Instruction A: Reproduce word for word the stretch of the quantum probability passage that opens with the words containing "The breathtaking achievement" and closes with "in the future.".
Instruction B: Extend the passage on quantum mechanics and probability, picking up right after its final sentence.

The Hidden Reality_ Parallel Universes and the Deep Laws of the Cosmos - Brian Greene [112]
The regularities and patterns that make physics a rigorous and predictive discipline become apparent only if you run this same experiment, with 100 boxed electrons, over and over again. Were you to do so, here’s what you’d find. If your first batch of 100 measurements found 27 percent of the electrons near the lower left corner, 48 percent near the upper right corner, and 25 percent near the middle, then the second batch will yield a very similar distribution. So will the third batch, the fourth, and those that follow. The regularity, therefore, isn’t evident in any single measurement; you can’t predict where any given electron will be. Instead, the regularity is found in the statistical distribution of many measurements. The regularity, that is, speaks to the likelihood, or probability, of finding an electron at any particular location.
The breathtaking achievement of quantum mechanics’ founders was to develop a mathematical formalism that dispensed with the absolute predictions intrinsic to classical physics and instead predicted such probabilities. Working from an equation Schrödinger published in 1926 (and an equivalent though somewhat more awkward equation Heisenberg wrote down in 1925), physicists can input the details of how things are now, and then calculate the probability that they will be one way, or another, or another still, at any moment in the future.

Extracted data:

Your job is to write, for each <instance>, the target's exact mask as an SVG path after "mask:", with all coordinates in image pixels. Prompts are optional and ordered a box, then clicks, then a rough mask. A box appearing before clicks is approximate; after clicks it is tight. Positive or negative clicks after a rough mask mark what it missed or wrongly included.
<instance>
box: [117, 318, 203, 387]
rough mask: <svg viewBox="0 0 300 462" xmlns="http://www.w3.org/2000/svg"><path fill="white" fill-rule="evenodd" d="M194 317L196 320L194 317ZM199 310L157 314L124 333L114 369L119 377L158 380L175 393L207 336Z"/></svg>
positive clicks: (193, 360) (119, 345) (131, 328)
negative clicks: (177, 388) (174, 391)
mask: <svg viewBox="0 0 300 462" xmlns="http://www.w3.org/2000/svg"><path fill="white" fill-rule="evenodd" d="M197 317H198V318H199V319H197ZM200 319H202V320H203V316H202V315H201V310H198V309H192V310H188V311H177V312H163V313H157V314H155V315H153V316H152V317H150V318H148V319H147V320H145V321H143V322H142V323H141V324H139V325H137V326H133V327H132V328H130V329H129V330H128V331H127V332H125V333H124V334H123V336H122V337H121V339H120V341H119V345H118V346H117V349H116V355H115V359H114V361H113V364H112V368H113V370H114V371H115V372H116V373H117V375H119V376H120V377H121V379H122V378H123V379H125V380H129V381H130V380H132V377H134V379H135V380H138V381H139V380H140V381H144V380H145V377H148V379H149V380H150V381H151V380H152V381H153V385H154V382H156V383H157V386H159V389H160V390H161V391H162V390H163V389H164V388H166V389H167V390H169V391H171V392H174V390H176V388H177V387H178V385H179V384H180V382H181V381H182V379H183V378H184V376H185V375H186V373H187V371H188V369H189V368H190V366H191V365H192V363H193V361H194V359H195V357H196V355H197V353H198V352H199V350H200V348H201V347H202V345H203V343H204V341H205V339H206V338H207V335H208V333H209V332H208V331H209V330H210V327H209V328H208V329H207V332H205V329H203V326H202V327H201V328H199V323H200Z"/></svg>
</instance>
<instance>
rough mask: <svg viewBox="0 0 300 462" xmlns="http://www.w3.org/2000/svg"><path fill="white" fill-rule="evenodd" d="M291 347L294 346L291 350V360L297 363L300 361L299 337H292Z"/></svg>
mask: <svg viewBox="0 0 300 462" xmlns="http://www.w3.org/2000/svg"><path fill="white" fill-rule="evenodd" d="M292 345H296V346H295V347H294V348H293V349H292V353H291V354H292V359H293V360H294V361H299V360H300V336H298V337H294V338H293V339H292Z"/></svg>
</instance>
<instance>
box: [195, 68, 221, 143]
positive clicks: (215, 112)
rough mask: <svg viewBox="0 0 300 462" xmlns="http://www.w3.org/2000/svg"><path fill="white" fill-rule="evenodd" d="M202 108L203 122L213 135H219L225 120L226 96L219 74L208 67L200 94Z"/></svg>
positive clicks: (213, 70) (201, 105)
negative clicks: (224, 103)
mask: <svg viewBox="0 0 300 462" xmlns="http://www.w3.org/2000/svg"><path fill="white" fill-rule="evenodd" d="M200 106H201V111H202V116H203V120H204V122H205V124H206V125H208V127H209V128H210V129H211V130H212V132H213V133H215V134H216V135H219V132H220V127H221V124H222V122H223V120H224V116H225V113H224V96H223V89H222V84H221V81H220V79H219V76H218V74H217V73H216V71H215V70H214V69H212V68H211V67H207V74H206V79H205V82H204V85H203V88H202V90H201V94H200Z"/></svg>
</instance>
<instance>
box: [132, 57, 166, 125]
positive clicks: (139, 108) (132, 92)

Task answer A:
The breathtaking achievement of quantum mechanics’ founders was to develop a mathematical formalism that dispensed with the absolute predictions intrinsic to classical physics and instead predicted such probabilities. Working from an equation Schrödinger published in 1926 (and an equivalent though somewhat more awkward equation Heisenberg wrote down in 1925), physicists can input the details of how things are now, and then calculate the probability that they will be one way, or another, or another still, at any moment in the future.

Task answer B:
But don’t be misled by the simplicity of my little electron example. Quantum mechanics applies not just to electrons but to all types of particles, and it tells us not only about their positions but about also their velocities, their angular momenta, their energies, and how they behave in a wide range of situations, from the barrage of neutrinos now wafting through your body, to the frenzied atomic fusions taking place in the cores of distant stars. Across such a broad sweep, the probabilistic predictions of quantum mechanics match experimental data. Always. In the more than eighty years since these ideas were developed, there has not been a single verifiable experiment or astrophysical observation whose results conflict with quantum mechanical predictions.
For a generation of physicists to have confronted such a radical departure from the intuitions formed out of thousands of years of collective experience, and in response to have recast reality within a wholly new framework based on probabilities, is a virtually unmatched intellectual achievement. Yet one uncomfortable detail has been hovering over quantum mechanics since its inception—a detail that eventually opened a pathway to parallel universes. To understand it, we need to look a little more closely at the quantum formalism.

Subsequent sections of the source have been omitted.